#### Task to carry out:
Find the line with "Target: wooden floor" in the entries below, then reproduce it and every line after it down to and including the line with "formatted as [236,318].", exactly.

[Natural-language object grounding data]
<<<<

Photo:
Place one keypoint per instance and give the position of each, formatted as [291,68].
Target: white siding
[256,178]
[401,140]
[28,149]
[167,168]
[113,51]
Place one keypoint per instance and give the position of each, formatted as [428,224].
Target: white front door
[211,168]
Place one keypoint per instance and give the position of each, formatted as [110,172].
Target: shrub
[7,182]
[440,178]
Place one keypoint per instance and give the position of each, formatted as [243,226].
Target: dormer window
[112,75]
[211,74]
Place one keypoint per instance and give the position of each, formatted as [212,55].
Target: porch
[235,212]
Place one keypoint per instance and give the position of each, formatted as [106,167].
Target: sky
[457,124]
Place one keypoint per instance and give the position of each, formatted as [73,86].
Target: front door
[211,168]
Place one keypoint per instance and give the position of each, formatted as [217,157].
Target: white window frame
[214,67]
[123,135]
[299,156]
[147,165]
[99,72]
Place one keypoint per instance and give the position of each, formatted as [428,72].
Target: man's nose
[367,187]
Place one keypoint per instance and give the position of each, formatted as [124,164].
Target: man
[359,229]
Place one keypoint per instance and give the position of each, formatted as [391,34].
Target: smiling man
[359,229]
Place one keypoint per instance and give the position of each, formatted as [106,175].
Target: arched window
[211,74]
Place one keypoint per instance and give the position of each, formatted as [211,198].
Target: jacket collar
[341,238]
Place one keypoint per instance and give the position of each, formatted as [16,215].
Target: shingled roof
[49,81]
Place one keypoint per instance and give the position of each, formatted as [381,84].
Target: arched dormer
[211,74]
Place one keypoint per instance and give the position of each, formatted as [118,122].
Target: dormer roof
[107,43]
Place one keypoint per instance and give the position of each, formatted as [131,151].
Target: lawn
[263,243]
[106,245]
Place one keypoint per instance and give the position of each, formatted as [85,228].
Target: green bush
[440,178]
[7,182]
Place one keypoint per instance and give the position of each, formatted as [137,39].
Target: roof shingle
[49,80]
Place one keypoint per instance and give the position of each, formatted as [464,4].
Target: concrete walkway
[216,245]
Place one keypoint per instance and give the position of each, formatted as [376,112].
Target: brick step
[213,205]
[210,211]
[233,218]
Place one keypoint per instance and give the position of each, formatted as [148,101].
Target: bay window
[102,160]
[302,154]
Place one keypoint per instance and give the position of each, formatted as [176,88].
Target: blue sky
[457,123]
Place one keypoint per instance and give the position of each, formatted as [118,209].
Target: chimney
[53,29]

>>>>
<<<<

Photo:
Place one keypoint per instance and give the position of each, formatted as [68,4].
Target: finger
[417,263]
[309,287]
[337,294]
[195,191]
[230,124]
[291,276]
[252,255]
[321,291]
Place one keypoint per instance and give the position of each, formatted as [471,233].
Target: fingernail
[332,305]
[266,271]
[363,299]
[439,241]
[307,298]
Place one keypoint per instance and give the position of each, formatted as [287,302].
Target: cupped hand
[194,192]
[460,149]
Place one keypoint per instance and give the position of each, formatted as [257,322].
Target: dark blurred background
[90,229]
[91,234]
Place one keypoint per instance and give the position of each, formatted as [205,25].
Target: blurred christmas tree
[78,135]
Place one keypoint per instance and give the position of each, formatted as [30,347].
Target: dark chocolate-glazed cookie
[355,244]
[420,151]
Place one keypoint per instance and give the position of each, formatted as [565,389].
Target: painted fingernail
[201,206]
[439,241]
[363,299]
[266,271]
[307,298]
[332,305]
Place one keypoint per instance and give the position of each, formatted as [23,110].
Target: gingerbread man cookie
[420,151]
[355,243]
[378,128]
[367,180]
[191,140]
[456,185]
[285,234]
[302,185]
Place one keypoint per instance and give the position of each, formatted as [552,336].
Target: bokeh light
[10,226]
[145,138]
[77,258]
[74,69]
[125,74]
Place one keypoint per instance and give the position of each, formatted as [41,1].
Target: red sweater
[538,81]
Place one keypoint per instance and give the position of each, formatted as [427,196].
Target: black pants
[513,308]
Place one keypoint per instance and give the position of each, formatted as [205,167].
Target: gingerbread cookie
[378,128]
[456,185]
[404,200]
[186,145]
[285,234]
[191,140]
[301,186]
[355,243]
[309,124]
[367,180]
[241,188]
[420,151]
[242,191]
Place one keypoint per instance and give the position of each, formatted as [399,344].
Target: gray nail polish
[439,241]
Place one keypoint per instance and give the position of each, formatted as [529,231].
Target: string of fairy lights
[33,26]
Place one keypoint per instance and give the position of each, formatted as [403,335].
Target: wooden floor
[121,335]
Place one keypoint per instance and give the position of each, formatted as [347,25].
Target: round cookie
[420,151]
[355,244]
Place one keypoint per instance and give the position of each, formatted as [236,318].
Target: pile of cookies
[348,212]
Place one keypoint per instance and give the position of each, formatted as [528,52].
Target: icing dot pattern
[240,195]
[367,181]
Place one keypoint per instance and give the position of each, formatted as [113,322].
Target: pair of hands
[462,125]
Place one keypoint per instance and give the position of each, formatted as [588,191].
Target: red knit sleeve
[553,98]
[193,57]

>>>>

#### Worked solution:
Target: wooden floor
[121,335]
Place one keypoint per instance and give the position of each, formatted as [347,25].
Target: round cookie
[420,151]
[355,244]
Place one keypoint per instance and give the position of each, formatted as [236,318].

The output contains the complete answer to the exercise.